Region pointing data
________________

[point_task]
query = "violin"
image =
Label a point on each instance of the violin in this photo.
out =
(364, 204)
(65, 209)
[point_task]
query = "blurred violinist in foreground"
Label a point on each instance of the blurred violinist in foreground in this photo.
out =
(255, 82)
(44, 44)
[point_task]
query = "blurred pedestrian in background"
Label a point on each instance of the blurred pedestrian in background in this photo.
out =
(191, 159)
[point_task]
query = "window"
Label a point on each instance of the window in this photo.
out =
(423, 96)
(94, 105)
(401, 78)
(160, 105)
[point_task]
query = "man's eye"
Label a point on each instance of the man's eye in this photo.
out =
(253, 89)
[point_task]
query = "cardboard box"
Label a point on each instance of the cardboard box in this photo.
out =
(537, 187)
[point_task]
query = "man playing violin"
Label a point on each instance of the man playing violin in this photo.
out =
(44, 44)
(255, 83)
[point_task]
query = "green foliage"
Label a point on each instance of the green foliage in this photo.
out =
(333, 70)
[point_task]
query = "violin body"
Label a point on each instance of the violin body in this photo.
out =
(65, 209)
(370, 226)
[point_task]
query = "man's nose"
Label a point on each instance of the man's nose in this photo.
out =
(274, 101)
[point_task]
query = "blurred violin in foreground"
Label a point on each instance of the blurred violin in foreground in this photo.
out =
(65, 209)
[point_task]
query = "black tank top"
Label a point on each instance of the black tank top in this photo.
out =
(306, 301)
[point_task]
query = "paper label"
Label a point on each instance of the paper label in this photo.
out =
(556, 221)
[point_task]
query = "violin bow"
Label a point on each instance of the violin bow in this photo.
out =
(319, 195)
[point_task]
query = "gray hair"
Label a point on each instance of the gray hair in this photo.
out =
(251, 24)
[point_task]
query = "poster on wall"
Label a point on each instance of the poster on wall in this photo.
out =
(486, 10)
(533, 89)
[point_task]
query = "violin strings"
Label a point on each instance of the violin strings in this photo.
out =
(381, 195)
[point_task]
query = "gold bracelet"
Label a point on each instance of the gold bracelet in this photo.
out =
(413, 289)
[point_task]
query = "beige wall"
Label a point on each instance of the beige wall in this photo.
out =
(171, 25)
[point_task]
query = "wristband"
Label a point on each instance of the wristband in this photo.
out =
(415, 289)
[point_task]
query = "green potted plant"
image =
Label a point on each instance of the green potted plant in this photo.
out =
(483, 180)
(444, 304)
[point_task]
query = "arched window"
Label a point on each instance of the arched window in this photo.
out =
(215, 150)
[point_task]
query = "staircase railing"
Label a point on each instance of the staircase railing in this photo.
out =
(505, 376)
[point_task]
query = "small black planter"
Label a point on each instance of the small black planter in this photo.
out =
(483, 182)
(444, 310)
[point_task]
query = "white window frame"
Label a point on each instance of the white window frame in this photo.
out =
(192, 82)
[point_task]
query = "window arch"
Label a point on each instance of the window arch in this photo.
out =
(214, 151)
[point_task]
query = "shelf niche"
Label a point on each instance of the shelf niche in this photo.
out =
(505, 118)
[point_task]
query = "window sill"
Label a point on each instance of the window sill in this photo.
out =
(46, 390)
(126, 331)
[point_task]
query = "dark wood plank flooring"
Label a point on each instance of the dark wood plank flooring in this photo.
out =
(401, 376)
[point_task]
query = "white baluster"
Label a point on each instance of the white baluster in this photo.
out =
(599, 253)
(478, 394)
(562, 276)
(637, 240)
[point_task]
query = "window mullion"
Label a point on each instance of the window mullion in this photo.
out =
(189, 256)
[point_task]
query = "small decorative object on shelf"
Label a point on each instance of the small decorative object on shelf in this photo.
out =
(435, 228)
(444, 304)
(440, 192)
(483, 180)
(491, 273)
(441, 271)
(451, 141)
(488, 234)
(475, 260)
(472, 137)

________________

Please repeat the data above verbatim, all of it.

[point_task]
query = "violin"
image =
Label a point on each instance of the violin in this photo.
out =
(364, 204)
(65, 209)
[point_task]
query = "blurred violinist in foreground"
Label a point on each instance of the blurred violinist in foreground in this photo.
out =
(255, 82)
(44, 44)
[point_task]
query = "blurred pedestrian in background"
Label a point on each instance of the blurred pedestrian in background in this photo.
out =
(191, 159)
[point_task]
query = "window"
Label a point on each instance of the window in this photo.
out =
(423, 96)
(94, 105)
(401, 78)
(160, 105)
[point_task]
query = "man's eye"
Label a point on each instance of the man's eye in this photo.
out =
(253, 89)
[point_task]
query = "cardboard box"
Label a point on each instance of the cardboard box in this photo.
out =
(537, 187)
[point_task]
query = "man playing violin"
Label a point on each instance of the man playing violin in this photo.
out =
(44, 44)
(255, 83)
[point_task]
query = "green foliage"
Label a point on each instance of the green foliage in this photo.
out =
(333, 70)
[point_task]
query = "violin body"
Label a point on each instance of the violin body in this photo.
out =
(65, 209)
(370, 226)
[point_task]
query = "man's nose"
Label a point on each instance of the man's nose in this photo.
out =
(274, 101)
[point_task]
query = "blurred violin in foreground"
Label a point on each instance of the blurred violin in foreground in this photo.
out =
(65, 209)
[point_task]
query = "black tank top"
Label a point on each instance of the black tank top in this photo.
out =
(306, 301)
[point_task]
query = "paper label"
Label a point on each instance of the paper label in this photo.
out =
(556, 221)
[point_task]
query = "violin bow"
Label a point on each instance of the violin bow in this photo.
out =
(319, 195)
[point_task]
query = "gray hair"
Label a point on each instance of the gray hair in this photo.
out =
(251, 24)
[point_task]
query = "poster on wall"
Label a point on each instance of the poster on wall in this photo.
out =
(486, 10)
(533, 89)
[point_task]
query = "violin strings"
Label a point on each instance of the violin strings in this photo.
out =
(381, 195)
[point_task]
query = "gold bracelet"
Label a point on each instance of the gold bracelet in this photo.
out =
(413, 289)
[point_task]
query = "beige wall"
Label a point on each instance of the beige wall in this photo.
out =
(171, 25)
[point_task]
query = "wristband"
Label a point on each instance of the wristband in this photo.
out =
(415, 289)
[point_task]
query = "green potted plant"
image =
Label a point on each instance of the green potted plant in this photo.
out =
(483, 180)
(444, 304)
[point_task]
query = "arched window"
Label a point on each instance of the arched window in this photo.
out =
(215, 150)
[point_task]
query = "staircase railing"
Label a point on each instance of the staircase railing in this photo.
out =
(505, 376)
[point_task]
query = "small black planter"
Label a point on each instance of the small black planter in this photo.
out =
(483, 182)
(444, 310)
[point_task]
query = "white window frame"
Label a point on each instance of the white window frame in this photo.
out =
(192, 82)
[point_task]
query = "window arch"
Label a point on each instance of the window arch in this photo.
out =
(214, 151)
[point_task]
query = "shelf niche"
Label a point on each instance of the shelf niche in this photo.
out =
(505, 118)
[point_task]
query = "window sill"
Label a point on each instance of the window sill in this photo.
out =
(46, 390)
(126, 331)
[point_task]
query = "dark wood plank flooring"
Label a point on each instance of the dark wood plank flooring in this photo.
out =
(401, 376)
[point_task]
query = "white baluster"
Label a point on each instance of the white baluster in this photo.
out =
(599, 253)
(478, 394)
(562, 276)
(637, 240)
[point_task]
query = "window mullion"
Label a point on each instance of the window mullion in this photo.
out =
(189, 256)
[point_task]
query = "small decorative object on shelf"
Label a point on each instance of the small decorative object on shelf in this photo.
out =
(435, 228)
(444, 304)
(440, 192)
(483, 180)
(491, 273)
(441, 271)
(451, 141)
(488, 234)
(475, 260)
(472, 137)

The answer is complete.